### Required task
Format the lines of the items below as a numbered list, skipping any blank lines and omitting the pictures.

'''

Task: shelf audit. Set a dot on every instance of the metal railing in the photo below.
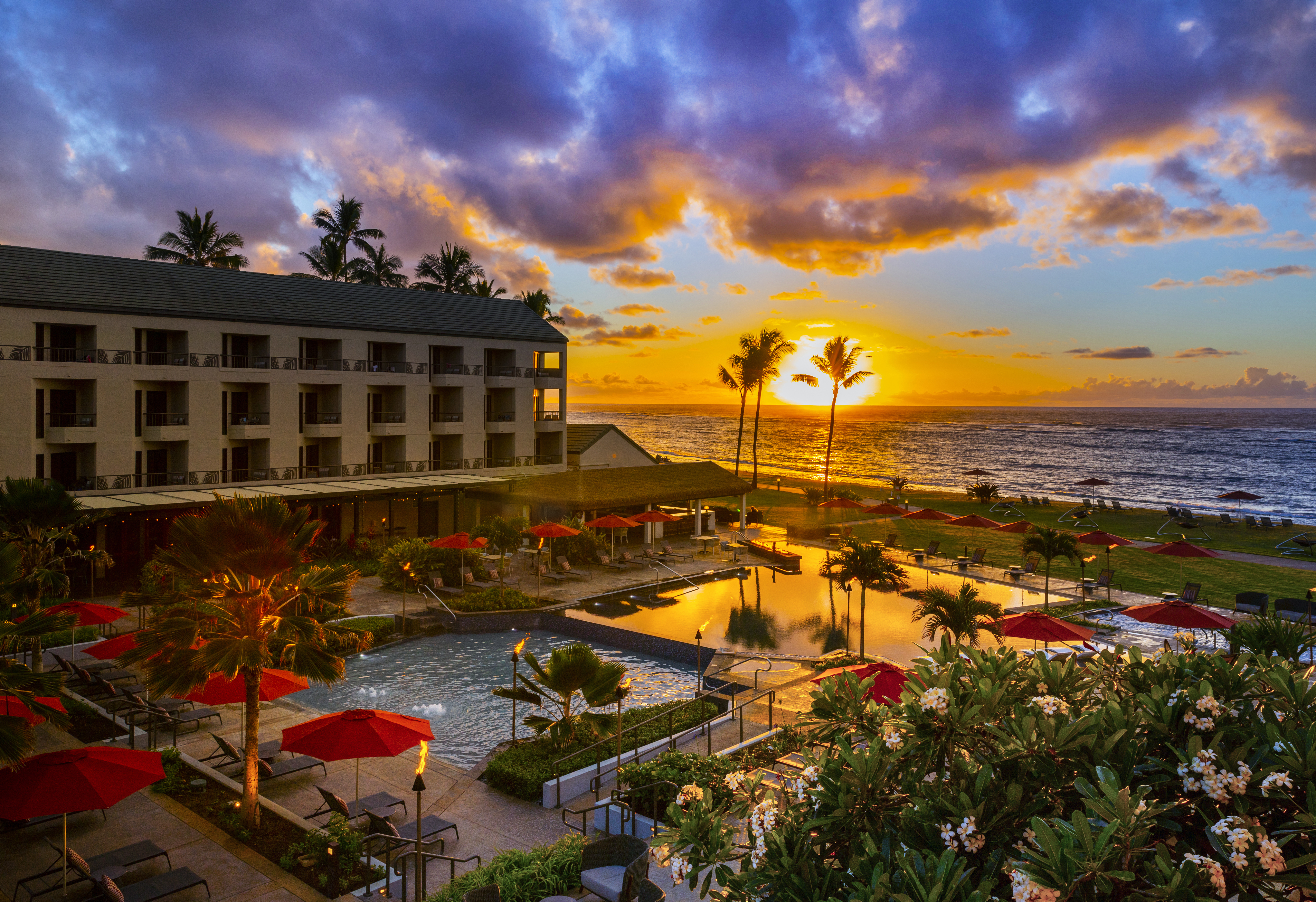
(165, 419)
(249, 418)
(65, 355)
(72, 421)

'''

### The completed task
1. Task: shelf audit. Set a dot on every instance of the metal railing in the photo below.
2. (165, 419)
3. (249, 418)
4. (65, 355)
5. (72, 421)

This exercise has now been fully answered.